Short problem A » According to the article on working from home, how large was the author's staff when the business began in Philadelphia?

Excerpt »

****************************************

The Ups and Downs of Working from Home
By Mary Mitchell

When I began my business in Philadelphia, I had a posh address and a staff of seven. Not that I really could afford the overhead, but outside perceptions demanded such accoutrements. Without them, you had no substance, no staying power and thus no magnetism for important assignments.

Things are different today. Major companies such as Merck, Lexis-Nexis and KPMG are advocating and supporting home offices for their key employees and managers. Consumers have demonstrated that one’s ability to provide a service does not depend on bricks and mortar.

Your Image, Even When Alone, Remains a Key
Still, perceptions are important. Professional is as professional does. While home-based workers needn’t don business suits every day, they simply won’t feel as professional and thus, be perceived that way, wearing slippers and flannel pajamas, unshowered and unshampooed.

A company in the Pacific Northwest proved conclusively that how we are dressed directly affects job performance. Once dressed for work, you can consider and deal with the interpersonal relationships that surround anyone who works from home.

Familial Concerns
First, there’s your family. Although I have been consulting and training for a decade, written a syndicated newspaper column for as long, and published four books with two more appearing soon, my siblings don’t believe I work.

More specifically, they refuse to accept the fact that I have a real job. Here’s how that looks in daily life: I am at home and thus am accessible and available at all times. I’ve learned the hard way that getting defensive and emotional only fuels the perception of the silly little dilettante doing a bit of something creative to feel validated.

****************************************

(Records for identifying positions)
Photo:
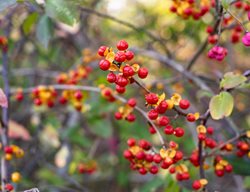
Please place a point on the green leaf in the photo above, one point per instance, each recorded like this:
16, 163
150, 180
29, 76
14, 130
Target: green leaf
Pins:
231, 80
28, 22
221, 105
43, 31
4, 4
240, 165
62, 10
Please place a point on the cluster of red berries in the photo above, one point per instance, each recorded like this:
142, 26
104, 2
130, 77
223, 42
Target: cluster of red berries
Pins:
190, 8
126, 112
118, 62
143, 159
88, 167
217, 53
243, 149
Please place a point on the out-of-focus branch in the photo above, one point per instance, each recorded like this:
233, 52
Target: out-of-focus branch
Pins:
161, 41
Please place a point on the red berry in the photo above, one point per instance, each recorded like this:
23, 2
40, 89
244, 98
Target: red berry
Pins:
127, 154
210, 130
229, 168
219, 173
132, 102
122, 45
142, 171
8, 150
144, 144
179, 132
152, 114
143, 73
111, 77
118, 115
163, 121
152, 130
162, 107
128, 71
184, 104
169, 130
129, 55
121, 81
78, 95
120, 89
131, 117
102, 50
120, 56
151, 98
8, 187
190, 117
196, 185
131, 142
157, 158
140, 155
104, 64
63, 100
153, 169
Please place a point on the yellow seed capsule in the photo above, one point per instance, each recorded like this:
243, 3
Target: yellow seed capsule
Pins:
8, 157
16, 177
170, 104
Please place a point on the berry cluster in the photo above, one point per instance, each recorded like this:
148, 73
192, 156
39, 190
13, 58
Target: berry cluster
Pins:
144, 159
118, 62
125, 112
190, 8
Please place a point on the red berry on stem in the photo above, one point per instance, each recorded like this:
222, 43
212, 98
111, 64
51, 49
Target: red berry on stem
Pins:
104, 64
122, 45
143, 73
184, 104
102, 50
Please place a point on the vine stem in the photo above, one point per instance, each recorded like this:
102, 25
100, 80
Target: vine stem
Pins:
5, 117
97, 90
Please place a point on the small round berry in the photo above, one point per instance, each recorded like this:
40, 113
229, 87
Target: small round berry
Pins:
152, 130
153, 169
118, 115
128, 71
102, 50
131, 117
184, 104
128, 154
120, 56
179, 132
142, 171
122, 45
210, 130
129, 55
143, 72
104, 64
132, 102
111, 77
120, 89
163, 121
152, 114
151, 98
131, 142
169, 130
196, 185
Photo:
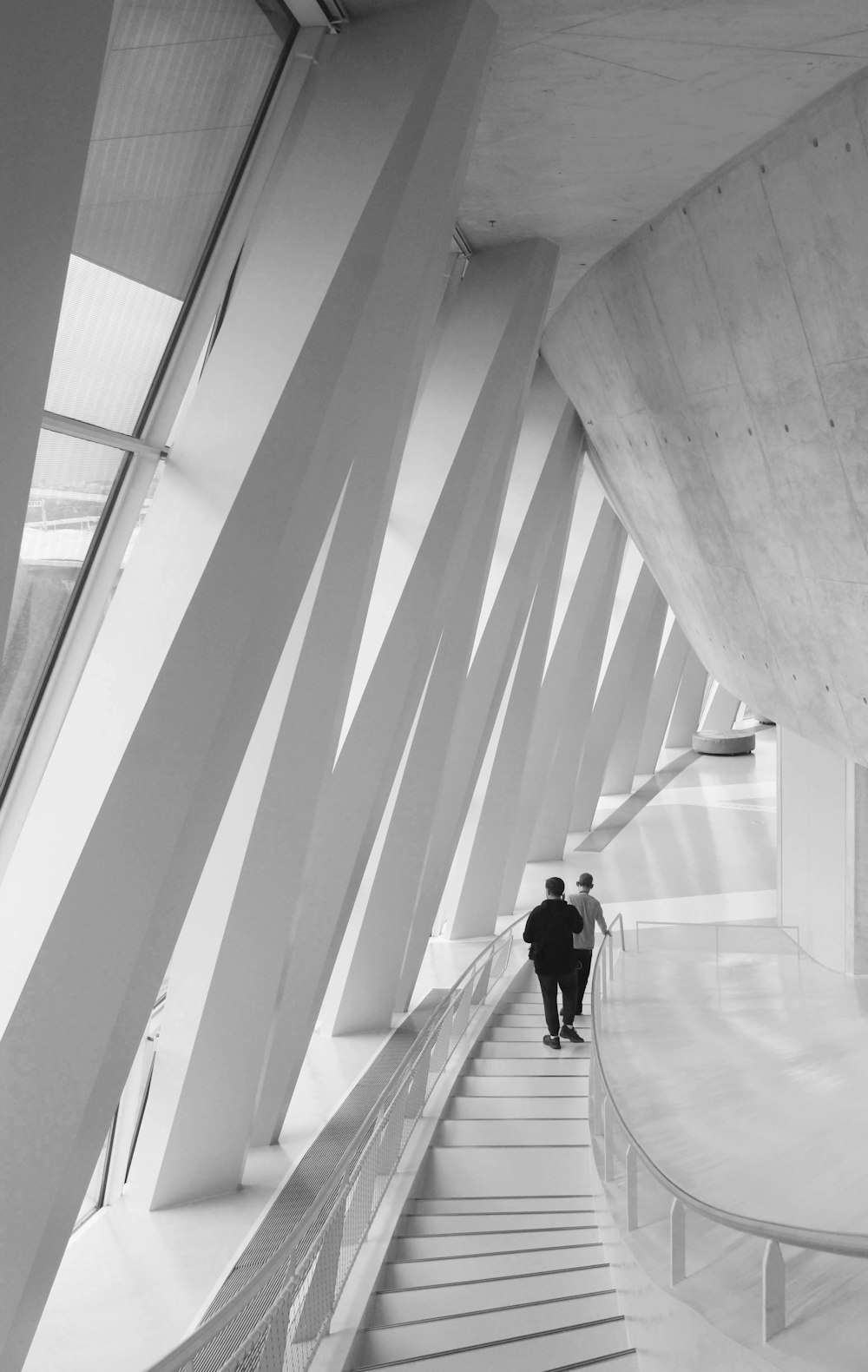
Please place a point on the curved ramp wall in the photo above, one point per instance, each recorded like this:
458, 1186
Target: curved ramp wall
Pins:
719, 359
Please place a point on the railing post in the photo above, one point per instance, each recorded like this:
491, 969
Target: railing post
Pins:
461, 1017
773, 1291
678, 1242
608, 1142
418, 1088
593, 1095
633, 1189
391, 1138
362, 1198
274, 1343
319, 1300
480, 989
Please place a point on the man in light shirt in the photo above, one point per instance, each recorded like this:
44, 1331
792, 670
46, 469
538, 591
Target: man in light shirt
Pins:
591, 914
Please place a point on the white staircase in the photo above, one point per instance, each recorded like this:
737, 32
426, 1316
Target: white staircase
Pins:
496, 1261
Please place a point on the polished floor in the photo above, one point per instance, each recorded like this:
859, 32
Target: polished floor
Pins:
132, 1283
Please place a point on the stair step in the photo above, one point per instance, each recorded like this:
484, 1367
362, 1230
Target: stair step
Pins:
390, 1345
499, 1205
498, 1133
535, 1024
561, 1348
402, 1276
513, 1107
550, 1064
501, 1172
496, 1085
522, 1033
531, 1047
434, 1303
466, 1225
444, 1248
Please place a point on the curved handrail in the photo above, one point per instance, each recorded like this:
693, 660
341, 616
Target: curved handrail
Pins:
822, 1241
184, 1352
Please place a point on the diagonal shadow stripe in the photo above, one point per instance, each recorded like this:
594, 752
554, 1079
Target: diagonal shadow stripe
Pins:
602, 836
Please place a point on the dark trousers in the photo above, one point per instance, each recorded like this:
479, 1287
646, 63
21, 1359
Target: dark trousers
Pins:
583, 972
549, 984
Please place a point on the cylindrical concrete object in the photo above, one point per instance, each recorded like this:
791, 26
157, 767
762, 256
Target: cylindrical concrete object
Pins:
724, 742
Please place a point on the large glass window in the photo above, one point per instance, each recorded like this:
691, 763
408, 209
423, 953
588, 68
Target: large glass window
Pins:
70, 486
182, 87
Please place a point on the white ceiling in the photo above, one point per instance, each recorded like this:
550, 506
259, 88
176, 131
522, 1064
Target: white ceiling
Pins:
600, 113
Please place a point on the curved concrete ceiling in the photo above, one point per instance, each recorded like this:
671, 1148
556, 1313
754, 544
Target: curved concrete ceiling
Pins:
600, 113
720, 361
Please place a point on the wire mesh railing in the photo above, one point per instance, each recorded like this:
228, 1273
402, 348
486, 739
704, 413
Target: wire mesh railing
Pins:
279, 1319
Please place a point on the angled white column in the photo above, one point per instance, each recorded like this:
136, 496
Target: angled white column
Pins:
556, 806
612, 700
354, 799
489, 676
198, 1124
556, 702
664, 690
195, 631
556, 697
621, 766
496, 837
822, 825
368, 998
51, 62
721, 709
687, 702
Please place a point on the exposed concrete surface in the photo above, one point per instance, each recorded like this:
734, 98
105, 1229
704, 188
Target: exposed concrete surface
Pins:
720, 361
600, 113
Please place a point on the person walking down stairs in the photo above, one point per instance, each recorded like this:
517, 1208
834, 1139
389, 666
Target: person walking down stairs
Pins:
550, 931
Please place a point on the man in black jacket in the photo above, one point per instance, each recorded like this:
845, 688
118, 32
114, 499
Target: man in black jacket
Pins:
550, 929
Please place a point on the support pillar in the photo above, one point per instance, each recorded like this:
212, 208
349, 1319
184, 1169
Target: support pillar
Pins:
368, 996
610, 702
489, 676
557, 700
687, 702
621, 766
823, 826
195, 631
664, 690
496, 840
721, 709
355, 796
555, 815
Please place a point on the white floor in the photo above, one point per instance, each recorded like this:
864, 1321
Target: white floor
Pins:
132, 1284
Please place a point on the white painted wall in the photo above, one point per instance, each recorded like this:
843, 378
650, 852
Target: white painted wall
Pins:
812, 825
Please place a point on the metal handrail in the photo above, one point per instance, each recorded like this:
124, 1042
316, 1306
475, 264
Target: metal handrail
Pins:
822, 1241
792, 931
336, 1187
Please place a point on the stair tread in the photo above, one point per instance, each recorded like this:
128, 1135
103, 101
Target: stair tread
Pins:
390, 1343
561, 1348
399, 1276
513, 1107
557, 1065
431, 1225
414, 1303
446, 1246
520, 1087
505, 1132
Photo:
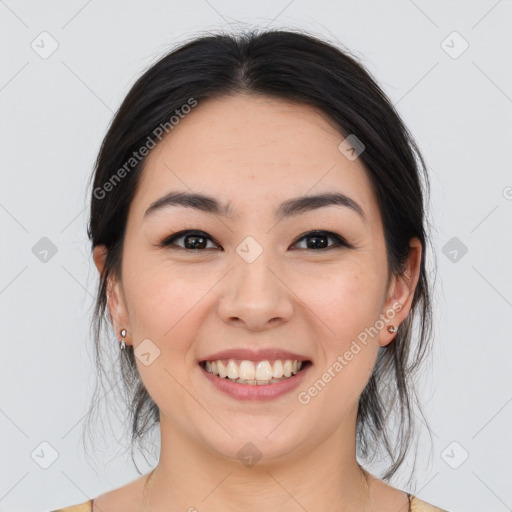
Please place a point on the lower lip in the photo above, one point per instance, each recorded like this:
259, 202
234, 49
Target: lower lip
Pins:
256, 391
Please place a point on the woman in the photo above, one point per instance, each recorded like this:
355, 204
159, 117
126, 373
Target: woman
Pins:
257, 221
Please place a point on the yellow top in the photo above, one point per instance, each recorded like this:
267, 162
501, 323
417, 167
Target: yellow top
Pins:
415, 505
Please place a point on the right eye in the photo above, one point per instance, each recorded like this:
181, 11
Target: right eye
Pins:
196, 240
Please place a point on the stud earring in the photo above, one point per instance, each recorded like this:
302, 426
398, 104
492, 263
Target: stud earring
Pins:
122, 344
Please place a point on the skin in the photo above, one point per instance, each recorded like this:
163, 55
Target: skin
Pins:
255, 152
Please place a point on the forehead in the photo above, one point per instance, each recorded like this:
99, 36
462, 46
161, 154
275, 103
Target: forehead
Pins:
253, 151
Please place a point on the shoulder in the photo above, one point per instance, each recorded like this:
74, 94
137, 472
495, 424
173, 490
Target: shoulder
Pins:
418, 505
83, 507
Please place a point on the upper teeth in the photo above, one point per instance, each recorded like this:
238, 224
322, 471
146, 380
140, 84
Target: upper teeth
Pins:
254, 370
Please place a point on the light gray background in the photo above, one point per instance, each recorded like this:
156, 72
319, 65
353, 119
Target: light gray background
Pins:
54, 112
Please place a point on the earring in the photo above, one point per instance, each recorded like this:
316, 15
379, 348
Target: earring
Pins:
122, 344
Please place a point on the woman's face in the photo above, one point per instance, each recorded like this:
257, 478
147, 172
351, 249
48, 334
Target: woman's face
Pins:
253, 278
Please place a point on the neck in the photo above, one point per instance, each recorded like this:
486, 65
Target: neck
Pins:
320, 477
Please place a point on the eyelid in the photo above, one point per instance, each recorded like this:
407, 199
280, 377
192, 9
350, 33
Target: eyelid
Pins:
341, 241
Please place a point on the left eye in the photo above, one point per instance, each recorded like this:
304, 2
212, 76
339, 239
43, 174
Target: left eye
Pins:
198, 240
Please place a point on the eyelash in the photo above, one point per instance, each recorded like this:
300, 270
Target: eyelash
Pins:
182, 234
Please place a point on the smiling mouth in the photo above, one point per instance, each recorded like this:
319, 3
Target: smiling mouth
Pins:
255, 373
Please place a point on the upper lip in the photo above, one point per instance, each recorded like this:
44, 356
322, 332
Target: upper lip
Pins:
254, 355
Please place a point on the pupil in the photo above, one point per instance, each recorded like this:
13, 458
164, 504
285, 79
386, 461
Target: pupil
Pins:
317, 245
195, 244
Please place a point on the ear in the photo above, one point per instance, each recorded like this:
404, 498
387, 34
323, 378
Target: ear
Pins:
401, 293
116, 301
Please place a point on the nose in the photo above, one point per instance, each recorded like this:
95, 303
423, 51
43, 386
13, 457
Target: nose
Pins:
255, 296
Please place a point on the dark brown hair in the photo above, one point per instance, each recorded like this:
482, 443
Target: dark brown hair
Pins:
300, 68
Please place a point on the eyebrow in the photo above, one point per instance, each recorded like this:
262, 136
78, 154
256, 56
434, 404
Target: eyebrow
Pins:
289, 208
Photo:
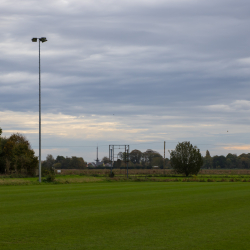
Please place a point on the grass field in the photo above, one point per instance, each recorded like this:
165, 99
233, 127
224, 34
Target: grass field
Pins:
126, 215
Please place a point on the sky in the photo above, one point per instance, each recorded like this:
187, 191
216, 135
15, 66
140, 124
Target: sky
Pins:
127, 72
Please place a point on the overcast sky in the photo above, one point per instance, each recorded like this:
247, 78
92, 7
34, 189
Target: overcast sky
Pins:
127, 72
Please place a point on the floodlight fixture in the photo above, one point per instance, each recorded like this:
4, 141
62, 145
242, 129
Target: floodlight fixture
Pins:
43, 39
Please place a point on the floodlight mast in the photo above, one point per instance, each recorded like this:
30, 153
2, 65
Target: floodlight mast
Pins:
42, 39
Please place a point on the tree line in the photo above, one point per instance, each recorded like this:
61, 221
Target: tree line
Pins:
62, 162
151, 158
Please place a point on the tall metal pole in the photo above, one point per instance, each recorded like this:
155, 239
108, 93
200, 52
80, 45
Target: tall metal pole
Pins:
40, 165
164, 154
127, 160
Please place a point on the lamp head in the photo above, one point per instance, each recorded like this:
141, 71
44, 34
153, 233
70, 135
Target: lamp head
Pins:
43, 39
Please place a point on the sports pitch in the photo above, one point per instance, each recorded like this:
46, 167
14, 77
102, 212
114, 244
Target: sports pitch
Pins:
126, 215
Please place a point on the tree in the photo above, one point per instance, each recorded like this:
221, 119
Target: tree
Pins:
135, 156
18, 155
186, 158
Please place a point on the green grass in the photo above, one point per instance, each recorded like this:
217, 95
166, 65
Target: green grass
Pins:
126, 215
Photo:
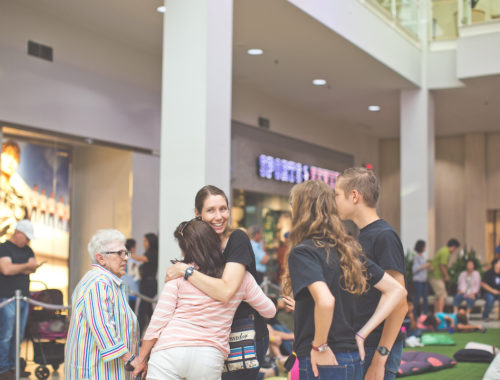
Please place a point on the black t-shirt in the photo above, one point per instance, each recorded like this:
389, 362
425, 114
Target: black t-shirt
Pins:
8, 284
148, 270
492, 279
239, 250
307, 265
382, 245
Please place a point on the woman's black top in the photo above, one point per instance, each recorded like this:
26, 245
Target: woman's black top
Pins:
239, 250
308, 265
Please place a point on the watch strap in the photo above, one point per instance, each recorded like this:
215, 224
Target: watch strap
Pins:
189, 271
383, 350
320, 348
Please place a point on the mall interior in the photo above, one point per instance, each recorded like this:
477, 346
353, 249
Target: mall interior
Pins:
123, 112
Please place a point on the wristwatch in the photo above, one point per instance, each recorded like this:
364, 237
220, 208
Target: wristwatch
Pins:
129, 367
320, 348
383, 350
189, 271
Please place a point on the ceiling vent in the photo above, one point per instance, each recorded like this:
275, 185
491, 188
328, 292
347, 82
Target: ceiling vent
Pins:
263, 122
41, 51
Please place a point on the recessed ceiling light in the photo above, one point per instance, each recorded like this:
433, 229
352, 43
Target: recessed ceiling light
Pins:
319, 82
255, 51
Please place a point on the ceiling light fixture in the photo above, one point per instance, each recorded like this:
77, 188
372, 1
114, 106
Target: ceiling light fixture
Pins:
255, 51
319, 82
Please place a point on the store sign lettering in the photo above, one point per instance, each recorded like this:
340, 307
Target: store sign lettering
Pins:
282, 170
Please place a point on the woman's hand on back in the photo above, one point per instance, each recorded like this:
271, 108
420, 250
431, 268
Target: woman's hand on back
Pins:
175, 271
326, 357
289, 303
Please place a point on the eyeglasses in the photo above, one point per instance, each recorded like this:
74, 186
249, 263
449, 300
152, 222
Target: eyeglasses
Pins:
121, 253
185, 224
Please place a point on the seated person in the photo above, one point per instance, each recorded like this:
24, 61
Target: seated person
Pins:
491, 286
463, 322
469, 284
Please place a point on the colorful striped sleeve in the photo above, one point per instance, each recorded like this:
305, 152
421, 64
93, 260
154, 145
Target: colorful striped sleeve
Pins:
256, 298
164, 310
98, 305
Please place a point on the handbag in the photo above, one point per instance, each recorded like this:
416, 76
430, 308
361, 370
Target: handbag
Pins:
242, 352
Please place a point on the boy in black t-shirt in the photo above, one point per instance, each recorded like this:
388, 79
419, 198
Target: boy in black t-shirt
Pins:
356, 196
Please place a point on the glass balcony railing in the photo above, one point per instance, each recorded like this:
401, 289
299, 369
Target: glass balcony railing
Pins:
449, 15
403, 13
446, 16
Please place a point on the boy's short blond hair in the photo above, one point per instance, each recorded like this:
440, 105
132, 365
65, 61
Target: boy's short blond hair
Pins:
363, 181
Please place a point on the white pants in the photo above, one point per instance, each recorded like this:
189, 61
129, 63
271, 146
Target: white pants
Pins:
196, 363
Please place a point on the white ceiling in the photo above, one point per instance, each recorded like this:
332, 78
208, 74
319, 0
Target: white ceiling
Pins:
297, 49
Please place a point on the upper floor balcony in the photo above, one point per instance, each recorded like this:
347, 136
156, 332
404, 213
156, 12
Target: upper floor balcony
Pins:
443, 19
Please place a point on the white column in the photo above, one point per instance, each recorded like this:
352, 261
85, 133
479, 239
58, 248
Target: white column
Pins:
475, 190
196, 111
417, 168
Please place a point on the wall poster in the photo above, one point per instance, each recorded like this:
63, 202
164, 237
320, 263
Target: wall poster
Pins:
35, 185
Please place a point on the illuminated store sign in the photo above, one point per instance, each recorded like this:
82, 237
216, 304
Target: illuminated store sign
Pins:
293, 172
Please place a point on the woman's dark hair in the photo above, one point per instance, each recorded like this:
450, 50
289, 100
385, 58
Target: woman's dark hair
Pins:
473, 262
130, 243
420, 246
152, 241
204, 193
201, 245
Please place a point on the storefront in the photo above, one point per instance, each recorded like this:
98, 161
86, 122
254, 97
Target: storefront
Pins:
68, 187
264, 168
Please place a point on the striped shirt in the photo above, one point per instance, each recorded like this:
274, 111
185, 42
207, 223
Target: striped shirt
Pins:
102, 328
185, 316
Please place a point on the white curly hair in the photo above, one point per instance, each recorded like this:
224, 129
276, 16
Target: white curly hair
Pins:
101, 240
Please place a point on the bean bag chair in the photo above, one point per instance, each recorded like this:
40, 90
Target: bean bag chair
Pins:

****************************************

Short problem B » Select every line in the records that contains the string "surface", and copy each of those lines.

Task output A » The author had a staff of seven.

Task output B »
Please place a point on the exposed concrete surface in the photo above, one point per instance, each recorded like this:
Target: exposed concrete surface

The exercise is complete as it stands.